[Direction]: Swap every "Spot" in the records below for "Find" and copy them out again with nothing else changed.

[Provided information]:
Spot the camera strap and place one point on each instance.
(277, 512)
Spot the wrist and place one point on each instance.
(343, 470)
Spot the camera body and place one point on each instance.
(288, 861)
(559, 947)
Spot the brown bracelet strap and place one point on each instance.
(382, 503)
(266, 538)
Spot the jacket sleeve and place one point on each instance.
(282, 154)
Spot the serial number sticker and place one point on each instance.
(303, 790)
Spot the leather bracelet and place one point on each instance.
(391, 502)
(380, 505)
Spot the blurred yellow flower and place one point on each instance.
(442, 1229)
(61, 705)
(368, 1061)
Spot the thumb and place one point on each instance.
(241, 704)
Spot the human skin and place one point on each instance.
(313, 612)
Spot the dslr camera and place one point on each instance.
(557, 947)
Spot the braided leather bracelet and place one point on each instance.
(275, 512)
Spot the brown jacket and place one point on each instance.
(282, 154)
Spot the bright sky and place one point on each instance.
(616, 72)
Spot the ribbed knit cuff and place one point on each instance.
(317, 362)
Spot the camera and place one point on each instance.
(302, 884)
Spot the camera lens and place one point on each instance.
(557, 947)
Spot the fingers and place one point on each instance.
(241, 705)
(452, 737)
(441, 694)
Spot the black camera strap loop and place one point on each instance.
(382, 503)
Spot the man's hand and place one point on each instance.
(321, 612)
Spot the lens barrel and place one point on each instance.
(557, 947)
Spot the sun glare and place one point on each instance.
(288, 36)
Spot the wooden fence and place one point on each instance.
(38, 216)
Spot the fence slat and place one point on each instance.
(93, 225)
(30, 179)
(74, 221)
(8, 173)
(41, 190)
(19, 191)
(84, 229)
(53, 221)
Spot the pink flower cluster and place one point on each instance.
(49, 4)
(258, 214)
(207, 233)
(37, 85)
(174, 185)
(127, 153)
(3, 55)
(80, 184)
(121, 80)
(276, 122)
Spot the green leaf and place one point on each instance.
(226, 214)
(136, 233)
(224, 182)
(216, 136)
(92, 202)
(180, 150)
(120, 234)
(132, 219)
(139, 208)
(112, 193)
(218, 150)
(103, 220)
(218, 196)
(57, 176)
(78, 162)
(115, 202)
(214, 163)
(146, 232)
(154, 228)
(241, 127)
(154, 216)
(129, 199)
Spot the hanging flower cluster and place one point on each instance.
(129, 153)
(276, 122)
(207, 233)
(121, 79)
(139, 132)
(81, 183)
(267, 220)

[Task result]:
Find the camera strap and place one point on each instance.
(277, 512)
Find the wrist and place one point on each instance.
(343, 470)
Find the camera body and place one point on each instance.
(288, 861)
(559, 947)
Find the brown bracelet strap and place one point on each instance.
(382, 503)
(266, 538)
Find the jacket sleeve and place one point on each instance.
(282, 154)
Find the serial number sticker and place one point on each instance.
(303, 790)
Find the leather bracelet and place one point on each instance.
(391, 502)
(380, 505)
Find the blurred yellow flower and place one point on each instance.
(442, 1229)
(61, 705)
(368, 1061)
Find the thumb and place one point on each instance.
(241, 704)
Find the human skin and place one point on each instance.
(313, 612)
Find the dslr camera and place one point on each instance.
(557, 947)
Find the braided leather bracelet and place one point on each instance.
(275, 512)
Find the brown jacket and place one point on each instance.
(282, 154)
Find the bright sky and place one point on each instance.
(616, 72)
Find the ribbed knit cuff and place one point on each instance.
(317, 362)
Find the camera and place one point on each instance.
(302, 884)
Find the camera lens and place one point on each instance.
(557, 947)
Find the fingers and place one point on each instance.
(241, 705)
(452, 737)
(441, 694)
Find the black camera strap loop and place one point on each instance.
(382, 503)
Find the man's hand and place one point on each instance.
(321, 612)
Find the lens barrel and place one point on each instance.
(557, 947)
Find the sun glare and place one point on each instance.
(288, 36)
Find the wooden fence and place one point on each instance.
(38, 216)
Find the fence slat and place one point on each instance.
(93, 225)
(30, 179)
(74, 221)
(8, 173)
(41, 190)
(19, 191)
(84, 229)
(53, 221)
Find the pink flower cluster and place one point on each instance.
(49, 4)
(258, 214)
(207, 233)
(37, 85)
(174, 185)
(127, 153)
(3, 55)
(80, 184)
(121, 80)
(276, 122)
Find the green leaf and place one point on each instance.
(226, 214)
(136, 233)
(224, 182)
(216, 136)
(92, 202)
(180, 150)
(120, 234)
(132, 219)
(139, 208)
(112, 193)
(218, 150)
(103, 220)
(218, 196)
(57, 176)
(78, 162)
(115, 202)
(214, 163)
(146, 232)
(154, 228)
(241, 127)
(154, 216)
(129, 199)
Find the hanging flower cluster and place one point on each instance.
(129, 153)
(276, 122)
(207, 233)
(121, 79)
(139, 132)
(81, 183)
(267, 220)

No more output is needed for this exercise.